> KUTIPAN TEKS
◇ ◇ ◇ ◇

YAA SAYYIDII YAA ROSUULALLOH !
KISAH DAN PETUAH
KISAH DAN PETUAH
Catatan Kecil 125 : "KESAKSIAN" SEBAGAI PERSONAL (PENGAMAL) APA YG KAMI KETAHUI, RASAKAN DAN ALAMI DALAM PERJUANGAN WAHIDIYAH :
TAWASSUL / ISTIGHOTSAH - bahasan keempat (4);
Hadis-Hadis tentang Legalitas Tawassul /
Istighotsah
Istighotsah
Pada kesempatan kali ini, kita akan mengkaji beberapa contoh hadis yang menjadi landasan legalitas tawassul/istighotsah.
Dalam beberapa kitab standart Ahlusunah wal Jamaah akan dapat kita temui beberapa hadis yang menjelaskan tentang legalitas hal tawassul dan istighotsah terhadap Rasululloh SAW dan para hamba Allah yang saleh (Waliyulloh). Sebagai contoh apa yang disebutkan dalam hadis-hadis di bawah ini :
01- Dari Ustman bin Hanif yang mengatakan : "Sesungguhnya telah datang seorang lelaki yang tertimpa musibah (penyakit) kepada Nabi Muhammad SAW.
Lantas lelaki itu mengatakan kepada Rasululloh SAW ; “ Yaa Rosulalloh Berdoalah kepada Allah untukku agar Ia menyembuhkanku wahai Rosulalloh !”.
Lantas Rasululloh SAW bersabda: “Jika engkau menghendaki maka aku akan menundanya untukmu, dan itu lebih baik. Namun jika engkau menghendaki maka aku akan berdoa (untukmu)”. Lantas dia (lelaki tadi) berkata :
“Memohonlah kepada-Nya untukku wahai Rosululloh !”.
Lantas Rasululloh SAW memerintahkannya untuk mengambil air wudhu, kemudian ia berwudhu dengan baik lantas melakukan shalat dua rakaat.
Kemudian ia membaca doa tersebut :
اللهم إني أسئلك و أتوجه إليك بمحمد نبي الرحمة يا محمد إني قد توجهت بك إلي ربي في حاجتي هذه لتُقضي اللهم فشفعه فيٍَ
(Ya Allah, sesungguhnya aku memohon kepada-Mu, dan aku datang menghampiri-Mu, demi Nabi Muhammad SAW sebagai Nabi yang penuh rahmat. Yaa Nabi Muhammad SAW, sesungguhnya aku telah datang menghampiri-mu untuk menjumpai Tuhan-ku dan meminta hajat-ku ini agar terkabulkan. Ya Allah, maka berilah pertolongan kepadanya untukku).

◇ ◇ ◇ ◇

> PETUNJUK LATIHAN
Salin tanpa perubahan bagian teks tentang tawassul di atas, mulai dari kata-kata yang memuat "Lantas Rasululloh SAW memerintahkannya" sampai dengan "pertolongan kepadanya untukku).".

◇ ◇ ◇ ◇

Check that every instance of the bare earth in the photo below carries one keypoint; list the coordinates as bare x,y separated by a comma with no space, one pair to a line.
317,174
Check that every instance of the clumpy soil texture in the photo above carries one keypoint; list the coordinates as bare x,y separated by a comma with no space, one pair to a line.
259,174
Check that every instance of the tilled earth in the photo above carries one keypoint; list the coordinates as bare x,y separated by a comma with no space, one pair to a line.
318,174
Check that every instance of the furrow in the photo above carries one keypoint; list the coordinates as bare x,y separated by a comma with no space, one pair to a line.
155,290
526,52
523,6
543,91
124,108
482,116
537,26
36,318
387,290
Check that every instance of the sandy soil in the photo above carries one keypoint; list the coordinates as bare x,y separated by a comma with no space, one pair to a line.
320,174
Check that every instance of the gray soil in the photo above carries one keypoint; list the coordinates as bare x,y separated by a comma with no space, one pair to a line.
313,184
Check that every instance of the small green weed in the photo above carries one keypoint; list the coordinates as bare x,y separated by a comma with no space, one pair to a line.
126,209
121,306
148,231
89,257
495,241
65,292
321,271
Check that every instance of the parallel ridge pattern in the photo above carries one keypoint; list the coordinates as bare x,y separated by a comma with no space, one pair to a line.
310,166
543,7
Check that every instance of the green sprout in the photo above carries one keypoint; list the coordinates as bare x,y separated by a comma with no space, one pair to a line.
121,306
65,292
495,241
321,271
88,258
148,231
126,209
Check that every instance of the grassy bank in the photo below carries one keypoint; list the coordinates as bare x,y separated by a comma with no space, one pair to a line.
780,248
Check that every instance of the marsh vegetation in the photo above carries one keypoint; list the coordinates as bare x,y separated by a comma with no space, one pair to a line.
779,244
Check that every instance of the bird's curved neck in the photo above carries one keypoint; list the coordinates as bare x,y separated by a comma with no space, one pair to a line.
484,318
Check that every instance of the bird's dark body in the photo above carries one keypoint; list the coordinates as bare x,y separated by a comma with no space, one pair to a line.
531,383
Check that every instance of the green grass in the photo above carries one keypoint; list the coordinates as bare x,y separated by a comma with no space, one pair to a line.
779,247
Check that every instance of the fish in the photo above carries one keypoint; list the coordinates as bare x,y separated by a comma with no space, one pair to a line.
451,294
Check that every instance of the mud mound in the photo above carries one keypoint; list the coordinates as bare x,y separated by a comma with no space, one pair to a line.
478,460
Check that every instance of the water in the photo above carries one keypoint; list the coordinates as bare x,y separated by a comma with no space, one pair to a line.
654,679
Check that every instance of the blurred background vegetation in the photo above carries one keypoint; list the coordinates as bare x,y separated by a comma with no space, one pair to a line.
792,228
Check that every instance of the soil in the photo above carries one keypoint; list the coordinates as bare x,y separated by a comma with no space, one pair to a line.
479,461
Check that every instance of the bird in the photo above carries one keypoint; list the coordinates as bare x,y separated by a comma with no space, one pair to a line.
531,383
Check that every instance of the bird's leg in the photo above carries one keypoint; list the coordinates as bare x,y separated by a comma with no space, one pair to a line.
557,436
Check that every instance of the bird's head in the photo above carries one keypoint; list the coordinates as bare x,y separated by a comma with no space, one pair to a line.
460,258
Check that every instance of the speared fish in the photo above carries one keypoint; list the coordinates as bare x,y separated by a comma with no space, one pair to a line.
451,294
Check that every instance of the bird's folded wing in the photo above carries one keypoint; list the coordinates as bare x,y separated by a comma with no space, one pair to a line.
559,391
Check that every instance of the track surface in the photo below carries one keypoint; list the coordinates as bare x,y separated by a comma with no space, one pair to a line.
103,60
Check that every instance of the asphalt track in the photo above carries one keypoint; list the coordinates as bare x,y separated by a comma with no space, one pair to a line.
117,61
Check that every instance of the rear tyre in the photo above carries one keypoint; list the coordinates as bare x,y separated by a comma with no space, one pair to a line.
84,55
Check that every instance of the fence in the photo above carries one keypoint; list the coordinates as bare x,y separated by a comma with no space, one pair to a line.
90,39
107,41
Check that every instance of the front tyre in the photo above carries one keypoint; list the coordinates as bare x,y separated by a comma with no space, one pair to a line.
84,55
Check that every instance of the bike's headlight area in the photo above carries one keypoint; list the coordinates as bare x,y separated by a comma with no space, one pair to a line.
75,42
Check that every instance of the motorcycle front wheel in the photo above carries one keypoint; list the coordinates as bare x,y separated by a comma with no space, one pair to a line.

◇ ◇ ◇ ◇

> JAWABAN AKHIR
Lantas Rasululloh SAW memerintahkannya untuk mengambil air wudhu, kemudian ia berwudhu dengan baik lantas melakukan shalat dua rakaat.
Kemudian ia membaca doa tersebut :
اللهم إني أسئلك و أتوجه إليك بمحمد نبي الرحمة يا محمد إني قد توجهت بك إلي ربي في حاجتي هذه لتُقضي اللهم فشفعه فيٍَ
(Ya Allah, sesungguhnya aku memohon kepada-Mu, dan aku datang menghampiri-Mu, demi Nabi Muhammad SAW sebagai Nabi yang penuh rahmat. Yaa Nabi Muhammad SAW, sesungguhnya aku telah datang menghampiri-mu untuk menjumpai Tuhan-ku dan meminta hajat-ku ini agar terkabulkan. Ya Allah, maka berilah pertolongan kepadanya untukku).